## PROBLEM SET
1. In the excerpt on Pakistan, what level did annual inflation reach at the beginning of 2023?
2. Rewrite as a short bulleted list the paragraph of the excerpt on Pakistan that begins "Pakistan’s failing economy has also been exacerbated," keeping its main facts.
3. Resume the excerpt on Pakistan right after its final sentence, keeping its tone and subject.

Recently, Pakistan’s tumultuous political and economic landscape has garnered significant international attention, especially from the great powers, as Pakistan still struggles to ensure its people’s social welfare and map out strategies to respond to the rise in extremism. How come? To put it into a better perspective, Pakistan’s economy substantially relies on foreign trade. However, with the war in Ukraine, destructive floods, and the COVID-19 pandemic, this dependence has been proven to be disastrous as annual inflation soared to over 27% at the beginning of 2023, a record-high since 1975. Consequently, making it harder for the Pakistanis to fulfill their daily needs and import fossil fuels which is an essential commodity necessary to propel the manufacturing and agriculture industries that are the backbone of Pakistan’s society (Davies, 2023). Entrapped in a dire economic situation and sovereign debts, the government thus has limited funds to conduct military operations against extremist and terror groups which are on the rise as inequality looms (Joles, 2023; Tata, 2023). 

Pakistan’s failing economy has also been exacerbated by uncertainties in the political and governmental sectors. After Imran Khan was toppled from power in April 2022, Shehbaz Sharif was elected prime minister and came to face many challenges. Khan accused Sharif’s government of being “foreign-imposed” in which Western conspiracies or powers were believed to be behind domestic changes that could actually increase the risk of militant groups’ attacks against state institutions (Ahmed, 2022). Seeing the turbulence within the political front, the military, which has a long history as the dominating power in Pakistan, is expected to remain intensely active in maintaining its power in the country (Ahmed, 2022). Nonetheless, the questionable stability of the current government also raises the question of who will swoop in and seize control of Pakistan’s nuclear armaments.

## Natural language descriptions of regions
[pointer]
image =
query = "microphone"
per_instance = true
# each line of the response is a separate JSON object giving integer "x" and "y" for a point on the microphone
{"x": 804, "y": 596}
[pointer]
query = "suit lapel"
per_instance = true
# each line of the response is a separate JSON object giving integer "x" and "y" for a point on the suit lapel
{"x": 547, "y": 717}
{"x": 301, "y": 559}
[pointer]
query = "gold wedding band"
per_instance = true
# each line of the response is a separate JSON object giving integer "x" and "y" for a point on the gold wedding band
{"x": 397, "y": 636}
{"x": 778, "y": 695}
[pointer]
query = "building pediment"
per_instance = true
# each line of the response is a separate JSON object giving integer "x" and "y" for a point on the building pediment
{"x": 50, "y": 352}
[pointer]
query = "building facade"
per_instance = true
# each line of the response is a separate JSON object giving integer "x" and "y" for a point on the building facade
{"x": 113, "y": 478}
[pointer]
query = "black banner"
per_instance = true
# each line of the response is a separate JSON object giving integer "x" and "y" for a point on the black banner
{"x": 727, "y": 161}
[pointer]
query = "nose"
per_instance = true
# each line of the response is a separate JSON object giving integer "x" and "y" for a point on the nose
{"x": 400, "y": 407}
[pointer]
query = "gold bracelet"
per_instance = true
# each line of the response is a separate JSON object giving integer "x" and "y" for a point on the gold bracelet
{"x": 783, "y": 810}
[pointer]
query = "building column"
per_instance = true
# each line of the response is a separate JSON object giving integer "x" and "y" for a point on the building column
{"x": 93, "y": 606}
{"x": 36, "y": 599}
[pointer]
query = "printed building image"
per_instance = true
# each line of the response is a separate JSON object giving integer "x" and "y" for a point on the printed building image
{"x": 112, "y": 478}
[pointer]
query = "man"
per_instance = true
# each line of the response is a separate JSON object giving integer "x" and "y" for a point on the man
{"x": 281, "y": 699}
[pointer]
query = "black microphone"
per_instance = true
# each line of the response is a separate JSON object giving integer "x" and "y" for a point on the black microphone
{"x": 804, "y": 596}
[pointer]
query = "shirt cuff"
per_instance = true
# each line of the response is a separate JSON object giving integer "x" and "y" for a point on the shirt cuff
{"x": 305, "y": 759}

## WRITTEN ANSWERS
1. Annual inflation rose to over 27%, a record high since 1975.

2.
- Political and governmental uncertainty has worsened Pakistan’s failing economy.
- Imran Khan was removed from power in April 2022, and Shehbaz Sharif became prime minister, facing many challenges.
- Khan called Sharif’s government "foreign-imposed," implying that Western conspiracies or powers were behind domestic changes that could raise the risk of militant attacks on state institutions.
- Given this turbulence, the military, long the dominant power in Pakistan, is expected to stay highly active in keeping its power.
- The doubtful stability of the current government raises the question of who might seize control of Pakistan’s nuclear arms.

3.
Outside of the domestic political arena, neighboring countries have shown embedded interests in Pakistan. India, its next-door neighbor, has been embroiled in a protracted conflict for nearly a century with Pakistan in which they fought over Kashmir, even though each currently administers only parts of it (Ahmed, 2021). Additionally, the China-Pakistan Economic Corridor (CPEC) which was launched as a joint partnership to improve Pakistan’s infrastructure in order to build a “mechanism for sustainable economic growth”, has managed to not only guarantee Beijing’s sphere of influence but also the trade passage in the Arabian Sea (Mardell, 2020). With all these different factors, this article will attempt to provide a concise overview of what is at stake if Pakistan falls and how Pakistan’s state of affairs will impact its surrounding areas and global political-security dynamics.

Threats in The Dark

As rampant as the existing situation is, Pakistan’s potential downfall would not lead to any better circumstances. As many recognize, Pakistan is notorious as a home to terrorism. For decades, Pakistan’s government has been involved in financing and supporting groups of terrorists to operate freely while cracking down on Pakistan’s enemies. Groups such as Tehrik-i-Taliban Pakistan (TTP), Lashkar-e-Taiba (LeT), Haqqani, and many more are expected to use Pakistan (for instance, the Pashtun Belt) as their territory in launching attacks on ISAF/NATO forces. Even more, Pakistan remains as a safe harbor for these groups to launch attacks at targeted regions, such as Afghanistan and India (US Department of State, 2019).

The internal instability, however, paved the way for terror groups to hit the government directly to take full control of the country. (Younus in Hussain, 2023). In 2022, Pakistan experienced a 120% increase in terrorism-related deaths, overtaking Afghanistan as the first country with the most terrorist attacks in South Asia (Gul, 2023). The terror culminated in one of the country’s deadliest attacks at Peshawar Mosque in January 2023 that killed at least 57 people and wounded many, leaving Pakistan’s North-West border as a rainstorm of terrorist resurgence (Baloch & Petersen, 2023). 

The list of dangers doesn’t stop there as Pakistan is also known to be one of the few countries expanding its nuclear arsenal. Per 2021, the International Atomic Energy Agency estimated that Pakistan has 165 nuclear warheads, 4 plutonium production reactions with 400 kilograms of weapon-grade plutonium, and 4.000 kilograms of weapon-grade Uranium (Srivastava, 2023). It is clearly distressing as, in comparison, Hiroshima and Nagasaki nuclear only require about 5 to 6 kilograms of plutonium. Pakistan’s nuclear strategy is premised on ‘full-spectrum deterrence.’ Such a strategy develops not only long-range nuclear but also nuclear capabilities that could be utilized on the battlefield.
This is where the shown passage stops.